**Exercise objective:**
Exclude the pictures, then copy word for word the lines running from the beginning of the records through the line with "the dark parked car".

**Source data:**
········
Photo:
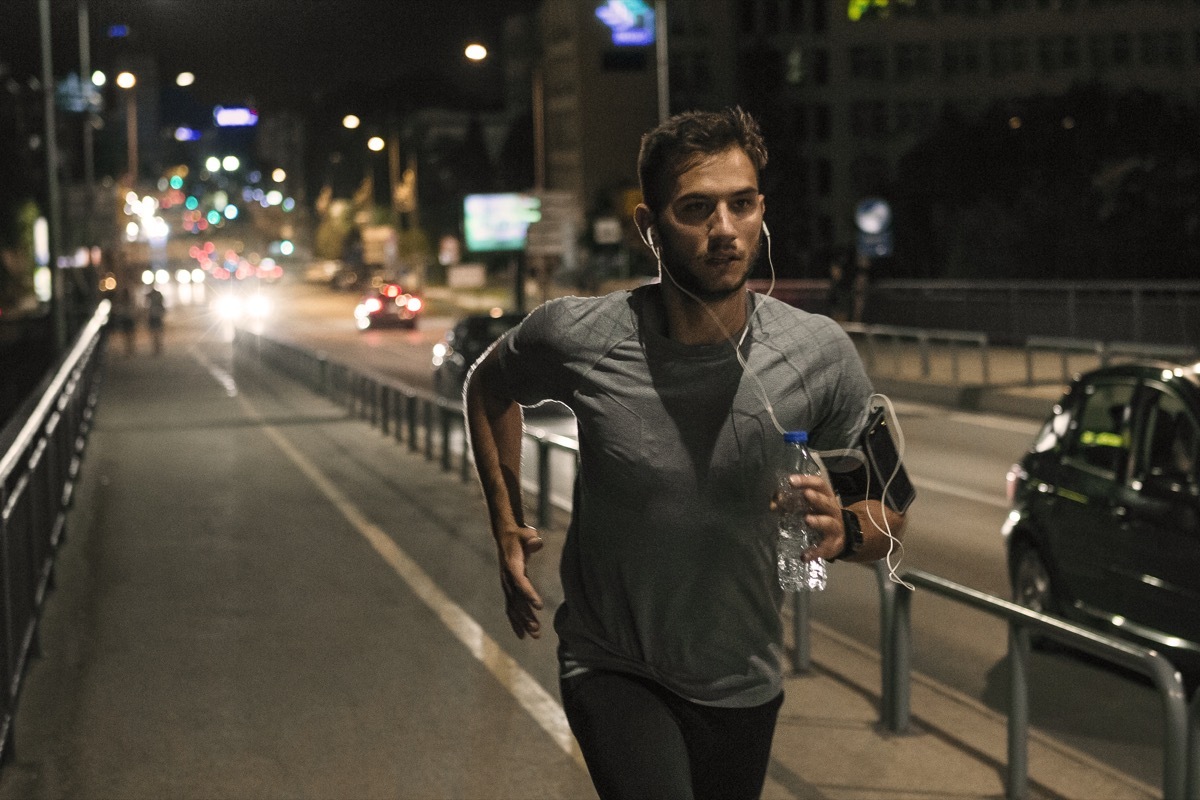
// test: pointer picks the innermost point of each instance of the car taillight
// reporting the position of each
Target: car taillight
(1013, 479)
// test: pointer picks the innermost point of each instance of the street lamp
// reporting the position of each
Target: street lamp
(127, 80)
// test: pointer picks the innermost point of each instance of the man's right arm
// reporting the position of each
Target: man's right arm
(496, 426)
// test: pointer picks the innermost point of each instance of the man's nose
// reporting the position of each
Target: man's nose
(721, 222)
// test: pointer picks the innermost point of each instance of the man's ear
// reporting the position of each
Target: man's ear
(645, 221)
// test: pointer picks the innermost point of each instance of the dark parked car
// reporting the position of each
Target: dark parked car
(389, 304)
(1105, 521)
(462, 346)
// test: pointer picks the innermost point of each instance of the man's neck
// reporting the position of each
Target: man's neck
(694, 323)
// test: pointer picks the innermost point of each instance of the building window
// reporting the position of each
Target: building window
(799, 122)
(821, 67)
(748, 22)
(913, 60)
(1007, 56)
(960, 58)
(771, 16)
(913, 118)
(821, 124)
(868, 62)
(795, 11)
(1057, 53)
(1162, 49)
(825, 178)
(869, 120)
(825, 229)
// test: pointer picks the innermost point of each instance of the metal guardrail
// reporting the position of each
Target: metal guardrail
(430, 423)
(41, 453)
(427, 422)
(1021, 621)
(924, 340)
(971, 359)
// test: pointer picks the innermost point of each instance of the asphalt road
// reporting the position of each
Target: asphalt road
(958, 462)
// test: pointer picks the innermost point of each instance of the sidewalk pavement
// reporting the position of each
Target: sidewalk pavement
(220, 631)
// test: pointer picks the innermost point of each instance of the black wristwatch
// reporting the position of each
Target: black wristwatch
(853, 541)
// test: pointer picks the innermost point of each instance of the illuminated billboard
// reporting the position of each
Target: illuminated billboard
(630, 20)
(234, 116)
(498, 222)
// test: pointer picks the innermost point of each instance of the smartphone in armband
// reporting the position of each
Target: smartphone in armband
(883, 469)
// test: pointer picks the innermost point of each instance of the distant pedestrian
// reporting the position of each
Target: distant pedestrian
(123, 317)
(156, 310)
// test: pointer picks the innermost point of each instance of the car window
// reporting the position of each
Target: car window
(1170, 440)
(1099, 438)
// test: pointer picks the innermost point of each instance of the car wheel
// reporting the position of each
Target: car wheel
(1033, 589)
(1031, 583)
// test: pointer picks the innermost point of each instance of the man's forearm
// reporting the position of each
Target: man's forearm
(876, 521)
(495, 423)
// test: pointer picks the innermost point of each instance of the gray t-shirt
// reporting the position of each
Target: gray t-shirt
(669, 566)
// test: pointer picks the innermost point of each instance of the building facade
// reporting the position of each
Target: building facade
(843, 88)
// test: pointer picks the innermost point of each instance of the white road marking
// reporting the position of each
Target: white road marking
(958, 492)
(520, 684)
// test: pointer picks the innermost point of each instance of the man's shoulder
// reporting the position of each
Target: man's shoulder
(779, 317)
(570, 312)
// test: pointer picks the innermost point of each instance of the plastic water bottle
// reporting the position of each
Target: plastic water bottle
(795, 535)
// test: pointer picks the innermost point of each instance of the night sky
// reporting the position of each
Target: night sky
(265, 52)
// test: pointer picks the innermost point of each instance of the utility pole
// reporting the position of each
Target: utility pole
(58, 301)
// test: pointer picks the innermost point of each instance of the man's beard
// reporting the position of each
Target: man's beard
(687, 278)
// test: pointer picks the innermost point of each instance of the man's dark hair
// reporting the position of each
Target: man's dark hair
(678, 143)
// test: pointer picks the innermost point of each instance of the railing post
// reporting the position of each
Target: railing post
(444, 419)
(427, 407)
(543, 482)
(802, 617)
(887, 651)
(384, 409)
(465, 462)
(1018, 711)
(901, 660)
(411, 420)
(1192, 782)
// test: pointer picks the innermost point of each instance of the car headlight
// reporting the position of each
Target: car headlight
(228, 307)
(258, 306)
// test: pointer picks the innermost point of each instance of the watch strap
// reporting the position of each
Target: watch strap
········
**Exercise solution:**
Photo:
// test: pointer picks the innermost point of each instance of the car taillight
// reporting the position of each
Target: car taillight
(1013, 479)
// test: pointer picks the innermost point of each instance of the street lamp
// reporting the position of each
Target: street lamp
(127, 80)
// test: pointer picks the innermost point of each instance of the man's right arm
// reporting the position of each
Target: man's right arm
(496, 426)
// test: pointer picks the innermost point of each instance of the man's nose
// reporting the position of each
Target: man's nose
(721, 222)
// test: pointer picks the innermost point of each instance of the man's ear
// reporting the position of each
Target: man's ear
(645, 221)
// test: pointer picks the innermost point of each instance of the dark parked car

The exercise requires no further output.